--- Document segment ---

Trump demanded Obama’s records. But he’s not releasing his own.

Years before he ran for the White House, Trump built his political brand by accusing President Obama of concealing his past. Trump called on Obama to release his college applications, transcripts and other records, asking how such a “terrible student” got into Ivy League schools. The business executive also demanded that Obama release his passport records and, most famously, his birth certificate, declaring in a video released before the 2012 election: “We know very little about our president.”

But Trump has ensured that Americans know relatively little about him.

He has refused to release many of the same documents that he demanded from Obama, including college transcripts and passport records. He has shirked the decades-old tradition of major nominees releasing their tax returns and other documentation to prove their readiness and fitness for office. And he has yet to release records showing why he received a medical deferment during the Vietnam War and whether he has actually donated the millions of dollars he claims to have given to charity.

.. Trump’s approach reflects a calculation that weathering the criticism for withholding documents is more politically palatable than the scrutiny that would come from giving the information to Trump’s opponents and what his campaign sees as an unfair media.

.. According to filings, legal documents and other public records, he paid no federal income taxes for at least five years — 1978, 1979, 1984, 1991 and 1993. Tax analysts say it is possible that Trump has continued to pay little to no income taxes thanks to generous tax deductions, including real estate depreciation.

.. Before he was a candidate, Trump presented himself as a champion of disclosure, particularly when it came to tax returns.

In 2011, he said he would release his filings if Obama released his long-form birth certificate.

.. In 2014, Trump said he would “absolutely” release the returns “if I decide to run for office.” In 2015, he said his disclosure was contingent on finding “out the true story on Hillary’s emails.”

.. In January, Trump said he was almost ready to disclose his “very big . . . very beautiful” returns. But a month later, Trump reversed course, citing ongoing Internal Revenue Service audits of several years of his taxes.

An IRS spokesman said that nothing, including an audit, “prevents individuals from sharing their own tax information.” And President Richard Nixon released his tax records while under audit.

--- Data for analysis ---

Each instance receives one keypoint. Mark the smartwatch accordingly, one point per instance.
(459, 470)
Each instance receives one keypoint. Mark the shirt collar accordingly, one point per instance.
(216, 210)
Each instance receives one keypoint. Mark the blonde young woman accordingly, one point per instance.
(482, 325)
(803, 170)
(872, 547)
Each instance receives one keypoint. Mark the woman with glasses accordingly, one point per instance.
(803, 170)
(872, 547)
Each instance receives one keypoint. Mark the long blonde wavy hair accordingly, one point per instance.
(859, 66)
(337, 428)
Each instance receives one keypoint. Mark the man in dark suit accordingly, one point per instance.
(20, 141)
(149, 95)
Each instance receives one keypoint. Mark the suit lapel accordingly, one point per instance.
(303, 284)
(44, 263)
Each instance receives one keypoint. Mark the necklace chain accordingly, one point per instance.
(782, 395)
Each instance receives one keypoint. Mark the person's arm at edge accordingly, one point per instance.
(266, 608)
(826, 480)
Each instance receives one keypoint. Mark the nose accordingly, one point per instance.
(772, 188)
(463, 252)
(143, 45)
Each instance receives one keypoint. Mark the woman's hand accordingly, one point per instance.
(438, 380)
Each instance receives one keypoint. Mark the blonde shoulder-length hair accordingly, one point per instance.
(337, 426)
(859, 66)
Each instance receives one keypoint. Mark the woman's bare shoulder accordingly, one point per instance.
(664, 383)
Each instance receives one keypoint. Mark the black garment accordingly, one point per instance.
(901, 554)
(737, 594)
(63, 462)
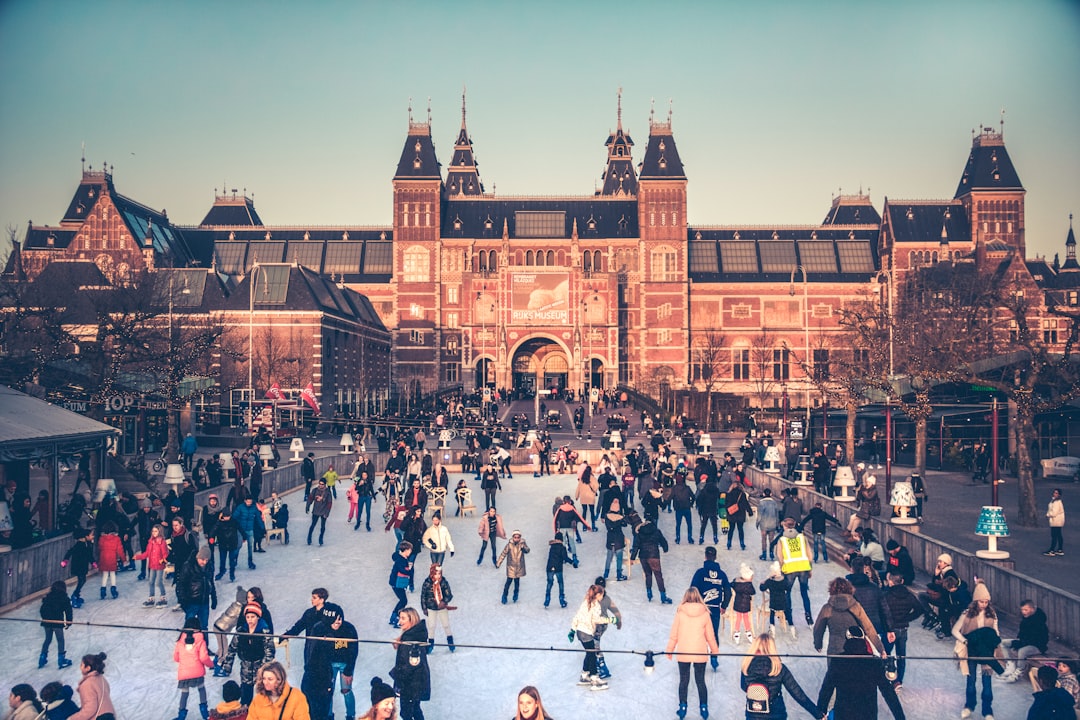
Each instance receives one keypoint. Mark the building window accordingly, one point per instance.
(821, 365)
(664, 265)
(781, 366)
(451, 372)
(417, 266)
(740, 364)
(1050, 331)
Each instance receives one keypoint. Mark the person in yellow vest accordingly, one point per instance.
(331, 477)
(795, 561)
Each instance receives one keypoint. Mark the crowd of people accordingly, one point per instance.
(866, 617)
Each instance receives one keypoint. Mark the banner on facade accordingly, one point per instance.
(540, 297)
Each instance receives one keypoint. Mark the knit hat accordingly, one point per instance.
(981, 593)
(380, 691)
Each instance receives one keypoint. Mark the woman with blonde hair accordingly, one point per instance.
(584, 623)
(692, 634)
(529, 705)
(764, 680)
(274, 698)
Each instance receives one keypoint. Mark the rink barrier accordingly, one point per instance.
(27, 573)
(1008, 586)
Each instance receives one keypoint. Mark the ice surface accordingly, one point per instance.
(478, 680)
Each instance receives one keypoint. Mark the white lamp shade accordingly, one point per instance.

---

→ What the task requires
In the article on Trump's withheld records, what did an IRS spokesman say nothing prevents, including an audit?

→ Completed exercise
Individuals sharing their own tax information.